Below are records to write out exactly; drop the pictures when you do.
---------- Supplied records ----------
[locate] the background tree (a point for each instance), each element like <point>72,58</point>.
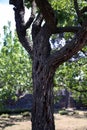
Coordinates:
<point>15,63</point>
<point>46,61</point>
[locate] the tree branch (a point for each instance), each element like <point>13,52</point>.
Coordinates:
<point>77,9</point>
<point>67,29</point>
<point>47,13</point>
<point>37,26</point>
<point>33,12</point>
<point>84,9</point>
<point>71,48</point>
<point>20,24</point>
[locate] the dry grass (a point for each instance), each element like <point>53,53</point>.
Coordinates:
<point>63,122</point>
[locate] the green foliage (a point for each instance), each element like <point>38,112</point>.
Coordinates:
<point>73,76</point>
<point>63,112</point>
<point>15,67</point>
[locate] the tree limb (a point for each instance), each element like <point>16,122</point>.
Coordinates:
<point>67,29</point>
<point>20,24</point>
<point>84,9</point>
<point>47,13</point>
<point>71,48</point>
<point>37,26</point>
<point>33,12</point>
<point>77,9</point>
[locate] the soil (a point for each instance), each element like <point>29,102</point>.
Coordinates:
<point>62,122</point>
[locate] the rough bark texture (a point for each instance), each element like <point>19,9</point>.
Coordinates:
<point>42,114</point>
<point>45,63</point>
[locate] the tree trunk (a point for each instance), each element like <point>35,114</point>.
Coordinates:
<point>42,112</point>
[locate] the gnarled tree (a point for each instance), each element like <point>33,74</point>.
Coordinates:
<point>45,62</point>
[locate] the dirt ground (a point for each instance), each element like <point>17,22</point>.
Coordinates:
<point>62,122</point>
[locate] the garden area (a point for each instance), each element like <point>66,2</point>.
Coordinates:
<point>72,120</point>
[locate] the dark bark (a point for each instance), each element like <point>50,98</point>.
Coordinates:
<point>42,114</point>
<point>45,63</point>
----------
*Output of the exercise*:
[locate] the background tree (a point for each instance), each element like <point>72,58</point>.
Coordinates:
<point>15,63</point>
<point>46,61</point>
[locate] the tree branch (a point for each instance), each element like <point>13,52</point>.
Coordinates:
<point>77,9</point>
<point>67,29</point>
<point>47,13</point>
<point>37,26</point>
<point>33,12</point>
<point>84,9</point>
<point>71,48</point>
<point>20,24</point>
[locate] the dry grass (a point for each instance), each element like <point>53,53</point>.
Coordinates:
<point>63,122</point>
[locate] the green foliage (a point for each instance), each element like <point>38,112</point>.
Coordinates:
<point>73,76</point>
<point>63,112</point>
<point>15,67</point>
[locate] the tree limb (a point for each instance), each element like <point>16,122</point>.
Coordinates:
<point>67,29</point>
<point>20,24</point>
<point>84,9</point>
<point>47,13</point>
<point>71,48</point>
<point>37,26</point>
<point>33,12</point>
<point>77,9</point>
[locate] the soil (a point for each instance), each element like <point>29,102</point>.
Coordinates:
<point>62,122</point>
[locate] the rough bark texture (a point for each instance), each element like <point>19,9</point>.
Coordinates:
<point>42,114</point>
<point>45,63</point>
[locate] the tree trunk (a point for each instance), each element like <point>35,114</point>.
Coordinates:
<point>42,112</point>
[locate] the gnarled tree (a point for each instance), each element like <point>33,74</point>.
Coordinates:
<point>45,62</point>
[locate] the dirt ground (a point for each instance), each element like <point>17,22</point>.
Coordinates:
<point>62,122</point>
[locate] the garden area (a point for each instance), each element like <point>66,2</point>.
Coordinates:
<point>72,120</point>
[locate] the dark bark (a point for each instance), each element like <point>50,98</point>.
Coordinates:
<point>42,114</point>
<point>45,63</point>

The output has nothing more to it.